══ PAGE TEXT

As the internet grows more intelligent, public access to ‘deepfakes’ – an intelligent form of manipulated and synthetic media – has become unavoidably more widespread. This heightened use of fake identities is costing fintechs all over the world hundreds of thousands each and every year.
Here to provide a more comprehensive insight into the tangled world of fake identities is Jacob Sever, the co-founder, and CPO at Sumsub, the international startup that provides companies with AI-driven identity verification tools for onboarding new clients whilst complying with AML/KYC regulations.
As an expert in the fields of ID verification market, personal privacy, anti-fraud trends, and regulatory compliance, Jacob leads the entire product creation and organisation at Sumsub. He’s worked on compliance projects for over 400 companies and gathered insights regarding interaction with regulators and the provision of compliance for all segments that require regulatory attendance. Jacob aims to create a world without money laundering & fraud.
It used to be common for selfies to be accepted as proof of document ownership. Online document verification appeared in the 2000s, and it was selfies or document-holding selfies that initially served as proof of identity.
But over time, new technologies have appeared and identity verification providers and companies have switched to liveness detection also known as ‘facial biometrics identification’ – an easier and more effective fraud prevention solution.
The role of confident liveness verification is especially important now when the fraud rates have been increasing globally over the past year with fraudsters advancing their document editing techniques, mastering ‘synthetic identities’ and creating ‘deepfakes’.
What’s more, the level of fraudulent activity in the US has jumped to 3-times higher than everywhere in the world when it comes to selfie checks, and 2-times higher in regard to liveness verification. According to PwC, last year the US lost $42 billion to fraud. In Europe, the situation is slightly better, while the fraud rates in Africa and Asia are even higher.
So, why are document photos and selfies are not effective enough for user verification?
Fraudsters can get hold of fake documents fairly easily from the comfort of their own homes. Typing ‘buy fake IDs’ on Google Search alone will probably lead you in the right direction with zero efforts to waste. Here are a few common ways to procure such things as a fake ID, passport, or driver’s license:
- Buy fake documents on Darknet (in some countries the package cost is only €1). Most often, the documents are taken from the leaked databases;
- Find them on the Internet or to buy an already verified account on the Darknet for around $300 or on one of the industrial forums;
- Use hacker methods, such as interception of documents and photos, for example, while they are being transferred through unsecured Wi-Fi;
- Make a high-quality forgery by hand and use photo/additional technologies like deepfakes.
With this amount of loopholes to get a fake photo or document, identity verification with the help of nothing but document photos and selfies wouldn’t be enough to assure the desired level of security against spoofing.
To enhance the security of photo and selfie-based checks, some companies try to implement custom requests, for example, asking clients to upload the document with a specific inscription – the date or the name of the service to which the documents are sent. Still, such photos can be faked through social engineering (phishing or fake calls). What’s worse, the process gets more complicated for users who don’t understand what companies need from them. This results in verification failures due to document errors.
In the end, verifying such documents is a complex process in itself, whether it’s a manual or automated check. This all affects the duration and, consequently, the conversion of users who got through the KYC stage.
How you can protect your business against fraud in 3 simple steps – Sumsub’s tried and trusted routines:
The best way to approach identity verification in 2021 is by using a combination of various anti-spoofing techniques, with liveness as the main and most timely tool for user verification.

════
══ SUPPLIED MATERIAL

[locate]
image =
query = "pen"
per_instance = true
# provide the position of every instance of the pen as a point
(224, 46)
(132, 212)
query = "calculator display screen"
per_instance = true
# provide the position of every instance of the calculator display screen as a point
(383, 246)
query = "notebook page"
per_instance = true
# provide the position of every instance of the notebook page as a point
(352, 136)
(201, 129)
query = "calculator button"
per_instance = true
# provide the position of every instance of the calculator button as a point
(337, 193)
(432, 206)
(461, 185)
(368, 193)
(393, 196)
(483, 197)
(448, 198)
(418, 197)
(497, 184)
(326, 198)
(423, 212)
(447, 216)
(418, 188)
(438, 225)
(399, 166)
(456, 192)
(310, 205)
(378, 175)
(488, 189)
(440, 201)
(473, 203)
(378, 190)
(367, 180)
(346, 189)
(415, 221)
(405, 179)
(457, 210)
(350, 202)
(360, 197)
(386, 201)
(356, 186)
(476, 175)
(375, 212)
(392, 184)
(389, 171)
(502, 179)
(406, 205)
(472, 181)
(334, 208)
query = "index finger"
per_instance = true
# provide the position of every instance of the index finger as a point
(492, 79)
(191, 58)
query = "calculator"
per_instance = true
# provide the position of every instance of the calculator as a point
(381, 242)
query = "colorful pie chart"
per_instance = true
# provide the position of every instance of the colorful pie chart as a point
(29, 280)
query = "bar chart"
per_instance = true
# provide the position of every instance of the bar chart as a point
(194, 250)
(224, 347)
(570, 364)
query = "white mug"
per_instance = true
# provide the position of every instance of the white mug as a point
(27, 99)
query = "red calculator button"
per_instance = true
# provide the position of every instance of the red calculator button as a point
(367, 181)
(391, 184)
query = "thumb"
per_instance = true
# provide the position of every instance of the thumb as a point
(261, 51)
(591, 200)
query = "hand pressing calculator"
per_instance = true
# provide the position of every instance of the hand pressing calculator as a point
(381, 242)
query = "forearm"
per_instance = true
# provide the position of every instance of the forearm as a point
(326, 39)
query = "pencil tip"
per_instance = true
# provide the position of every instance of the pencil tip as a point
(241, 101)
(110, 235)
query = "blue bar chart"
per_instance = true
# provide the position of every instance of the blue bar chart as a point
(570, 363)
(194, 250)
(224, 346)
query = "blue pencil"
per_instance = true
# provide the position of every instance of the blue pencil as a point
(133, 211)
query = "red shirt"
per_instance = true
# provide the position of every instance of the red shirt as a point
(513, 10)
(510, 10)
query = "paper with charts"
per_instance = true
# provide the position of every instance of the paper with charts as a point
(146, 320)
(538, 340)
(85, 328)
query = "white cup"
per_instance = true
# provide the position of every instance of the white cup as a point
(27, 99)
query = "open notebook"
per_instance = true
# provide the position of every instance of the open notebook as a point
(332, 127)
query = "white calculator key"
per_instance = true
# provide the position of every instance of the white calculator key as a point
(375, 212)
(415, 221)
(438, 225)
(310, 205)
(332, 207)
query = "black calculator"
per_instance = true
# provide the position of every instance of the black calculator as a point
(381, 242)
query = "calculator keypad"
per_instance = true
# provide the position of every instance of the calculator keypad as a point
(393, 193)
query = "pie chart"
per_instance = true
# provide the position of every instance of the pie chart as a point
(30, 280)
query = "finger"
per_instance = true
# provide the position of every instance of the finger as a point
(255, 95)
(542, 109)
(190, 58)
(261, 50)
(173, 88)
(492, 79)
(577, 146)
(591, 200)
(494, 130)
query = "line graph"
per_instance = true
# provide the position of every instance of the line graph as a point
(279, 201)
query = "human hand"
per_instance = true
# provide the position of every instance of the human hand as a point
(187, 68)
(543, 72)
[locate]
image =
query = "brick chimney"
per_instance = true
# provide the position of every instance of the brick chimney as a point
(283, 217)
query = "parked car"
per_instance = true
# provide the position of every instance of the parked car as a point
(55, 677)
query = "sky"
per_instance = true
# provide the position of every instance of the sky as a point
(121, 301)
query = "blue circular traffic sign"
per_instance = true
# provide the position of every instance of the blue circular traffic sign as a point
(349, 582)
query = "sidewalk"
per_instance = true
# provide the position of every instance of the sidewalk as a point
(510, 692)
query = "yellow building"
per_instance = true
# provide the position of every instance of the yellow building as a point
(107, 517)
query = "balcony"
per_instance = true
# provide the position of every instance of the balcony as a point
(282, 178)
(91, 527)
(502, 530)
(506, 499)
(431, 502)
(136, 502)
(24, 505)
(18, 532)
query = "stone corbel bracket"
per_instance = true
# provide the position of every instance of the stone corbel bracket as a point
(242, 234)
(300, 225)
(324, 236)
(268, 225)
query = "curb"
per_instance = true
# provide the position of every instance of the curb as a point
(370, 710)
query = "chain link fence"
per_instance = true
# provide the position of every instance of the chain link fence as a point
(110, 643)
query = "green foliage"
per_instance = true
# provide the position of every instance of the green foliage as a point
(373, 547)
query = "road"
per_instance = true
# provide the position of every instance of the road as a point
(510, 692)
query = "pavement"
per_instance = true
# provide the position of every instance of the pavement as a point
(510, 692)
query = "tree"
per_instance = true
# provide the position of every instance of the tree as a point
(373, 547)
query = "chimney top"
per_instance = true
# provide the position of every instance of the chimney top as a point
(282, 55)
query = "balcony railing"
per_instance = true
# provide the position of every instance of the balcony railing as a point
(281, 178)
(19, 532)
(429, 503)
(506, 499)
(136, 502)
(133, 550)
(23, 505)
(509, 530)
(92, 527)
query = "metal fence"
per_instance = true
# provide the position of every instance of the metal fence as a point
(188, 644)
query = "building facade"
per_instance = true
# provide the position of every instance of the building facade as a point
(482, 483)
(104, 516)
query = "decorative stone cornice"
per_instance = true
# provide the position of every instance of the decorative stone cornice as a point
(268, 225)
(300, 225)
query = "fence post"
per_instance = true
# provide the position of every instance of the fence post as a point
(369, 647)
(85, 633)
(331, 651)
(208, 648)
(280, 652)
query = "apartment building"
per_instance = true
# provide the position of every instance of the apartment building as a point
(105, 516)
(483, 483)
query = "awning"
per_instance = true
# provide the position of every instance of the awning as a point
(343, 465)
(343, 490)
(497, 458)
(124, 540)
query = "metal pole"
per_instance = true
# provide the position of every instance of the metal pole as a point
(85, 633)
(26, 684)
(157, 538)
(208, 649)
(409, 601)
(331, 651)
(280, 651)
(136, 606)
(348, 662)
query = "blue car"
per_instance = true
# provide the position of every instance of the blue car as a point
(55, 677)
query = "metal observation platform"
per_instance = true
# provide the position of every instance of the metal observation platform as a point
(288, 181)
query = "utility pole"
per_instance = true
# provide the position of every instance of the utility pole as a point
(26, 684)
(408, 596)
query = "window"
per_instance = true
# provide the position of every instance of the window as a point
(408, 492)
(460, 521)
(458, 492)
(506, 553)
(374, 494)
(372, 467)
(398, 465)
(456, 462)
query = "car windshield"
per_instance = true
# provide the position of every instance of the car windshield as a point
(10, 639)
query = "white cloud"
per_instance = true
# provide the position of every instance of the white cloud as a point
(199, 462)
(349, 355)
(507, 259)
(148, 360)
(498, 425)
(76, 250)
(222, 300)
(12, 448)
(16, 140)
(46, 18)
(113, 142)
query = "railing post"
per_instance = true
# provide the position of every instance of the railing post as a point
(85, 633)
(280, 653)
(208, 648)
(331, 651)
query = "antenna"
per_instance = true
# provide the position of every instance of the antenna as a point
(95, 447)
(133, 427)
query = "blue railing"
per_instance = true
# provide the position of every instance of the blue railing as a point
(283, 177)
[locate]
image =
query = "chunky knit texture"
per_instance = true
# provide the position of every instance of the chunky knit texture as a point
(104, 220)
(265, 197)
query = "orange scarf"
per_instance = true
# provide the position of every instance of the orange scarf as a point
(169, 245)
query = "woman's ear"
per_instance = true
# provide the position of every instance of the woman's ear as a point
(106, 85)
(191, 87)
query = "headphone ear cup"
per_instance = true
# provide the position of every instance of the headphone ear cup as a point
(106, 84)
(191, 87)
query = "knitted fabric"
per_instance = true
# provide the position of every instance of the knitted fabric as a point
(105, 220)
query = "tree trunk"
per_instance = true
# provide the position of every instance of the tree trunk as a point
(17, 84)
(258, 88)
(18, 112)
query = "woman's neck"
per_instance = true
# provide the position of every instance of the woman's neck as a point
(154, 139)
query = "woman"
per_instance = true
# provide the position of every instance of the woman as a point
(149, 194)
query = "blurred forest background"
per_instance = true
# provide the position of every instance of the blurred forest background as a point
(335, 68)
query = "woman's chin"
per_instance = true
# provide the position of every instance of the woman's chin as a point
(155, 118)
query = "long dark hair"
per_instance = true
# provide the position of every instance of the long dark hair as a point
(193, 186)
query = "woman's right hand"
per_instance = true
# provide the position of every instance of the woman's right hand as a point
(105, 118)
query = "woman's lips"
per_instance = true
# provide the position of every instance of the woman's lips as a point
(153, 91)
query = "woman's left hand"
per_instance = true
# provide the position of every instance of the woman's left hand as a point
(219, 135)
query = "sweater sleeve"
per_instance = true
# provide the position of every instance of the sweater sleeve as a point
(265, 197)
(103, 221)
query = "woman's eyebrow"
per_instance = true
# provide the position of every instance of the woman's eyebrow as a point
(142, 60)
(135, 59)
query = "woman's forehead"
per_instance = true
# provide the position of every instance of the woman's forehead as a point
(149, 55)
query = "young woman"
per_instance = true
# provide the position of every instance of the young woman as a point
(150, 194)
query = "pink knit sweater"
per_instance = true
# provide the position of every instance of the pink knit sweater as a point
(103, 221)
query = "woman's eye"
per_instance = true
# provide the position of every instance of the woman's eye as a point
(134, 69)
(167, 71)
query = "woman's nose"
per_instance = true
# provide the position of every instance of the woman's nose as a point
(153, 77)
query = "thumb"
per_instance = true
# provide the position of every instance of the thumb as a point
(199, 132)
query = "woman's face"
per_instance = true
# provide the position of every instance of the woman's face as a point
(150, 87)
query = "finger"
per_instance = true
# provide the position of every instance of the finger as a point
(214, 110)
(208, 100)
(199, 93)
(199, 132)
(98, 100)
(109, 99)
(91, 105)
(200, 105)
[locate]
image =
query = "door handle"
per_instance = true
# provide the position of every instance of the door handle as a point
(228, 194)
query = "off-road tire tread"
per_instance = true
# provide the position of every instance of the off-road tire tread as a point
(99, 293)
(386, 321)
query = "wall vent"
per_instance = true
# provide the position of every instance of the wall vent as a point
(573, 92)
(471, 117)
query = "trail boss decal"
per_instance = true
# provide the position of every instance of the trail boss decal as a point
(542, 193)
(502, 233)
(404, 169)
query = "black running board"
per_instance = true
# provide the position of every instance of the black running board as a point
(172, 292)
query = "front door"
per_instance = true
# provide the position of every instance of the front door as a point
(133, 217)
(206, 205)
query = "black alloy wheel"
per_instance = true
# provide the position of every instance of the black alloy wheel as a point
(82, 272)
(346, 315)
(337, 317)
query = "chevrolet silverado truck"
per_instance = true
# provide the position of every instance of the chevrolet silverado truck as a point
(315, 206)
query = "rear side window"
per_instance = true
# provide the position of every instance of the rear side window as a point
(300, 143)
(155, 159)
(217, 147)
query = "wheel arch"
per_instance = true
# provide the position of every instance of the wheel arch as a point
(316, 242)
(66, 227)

════

* _PROBLEM SET_:
A - Summarize the identity verification article in two sentences.
B - Output the passage of the identity verification article from "It used to be" up to and including "and creating ‘deepfakes’.".
The rows play no part in what is asked here.

* _IN RESPONSE_:
A - Fraud rates have risen globally as fraudsters obtain fake documents cheaply on the Darknet, steal them through hacker methods, or forge them with technologies such as deepfakes, so document photos and selfies alone cannot assure adequate security against spoofing. The best approach to identity verification in 2021 is to combine various anti-spoofing techniques, with liveness detection as the main tool.

B -
It used to be common for selfies to be accepted as proof of document ownership. Online document verification appeared in the 2000s, and it was selfies or document-holding selfies that initially served as proof of identity.
But over time, new technologies have appeared and identity verification providers and companies have switched to liveness detection also known as ‘facial biometrics identification’ – an easier and more effective fraud prevention solution.
The role of confident liveness verification is especially important now when the fraud rates have been increasing globally over the past year with fraudsters advancing their document editing techniques, mastering ‘synthetic identities’ and creating ‘deepfakes’.